REQUIREMENT: Every entry below is to be retyped exactly as it appears.

RECORDS SUPPLIED:
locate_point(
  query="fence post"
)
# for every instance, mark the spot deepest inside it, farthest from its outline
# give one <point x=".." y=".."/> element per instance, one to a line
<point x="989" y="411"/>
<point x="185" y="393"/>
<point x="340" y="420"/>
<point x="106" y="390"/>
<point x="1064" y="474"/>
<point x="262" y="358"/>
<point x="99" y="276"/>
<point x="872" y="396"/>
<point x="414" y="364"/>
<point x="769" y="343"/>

THE ANSWER:
locate_point(
  query="fence post"
)
# for every instance, mark the spot deepest inside it, farthest from its outline
# give one <point x=".." y=".."/> element per instance, one to a line
<point x="989" y="411"/>
<point x="185" y="393"/>
<point x="340" y="420"/>
<point x="106" y="390"/>
<point x="1064" y="474"/>
<point x="262" y="358"/>
<point x="99" y="276"/>
<point x="872" y="396"/>
<point x="414" y="364"/>
<point x="769" y="343"/>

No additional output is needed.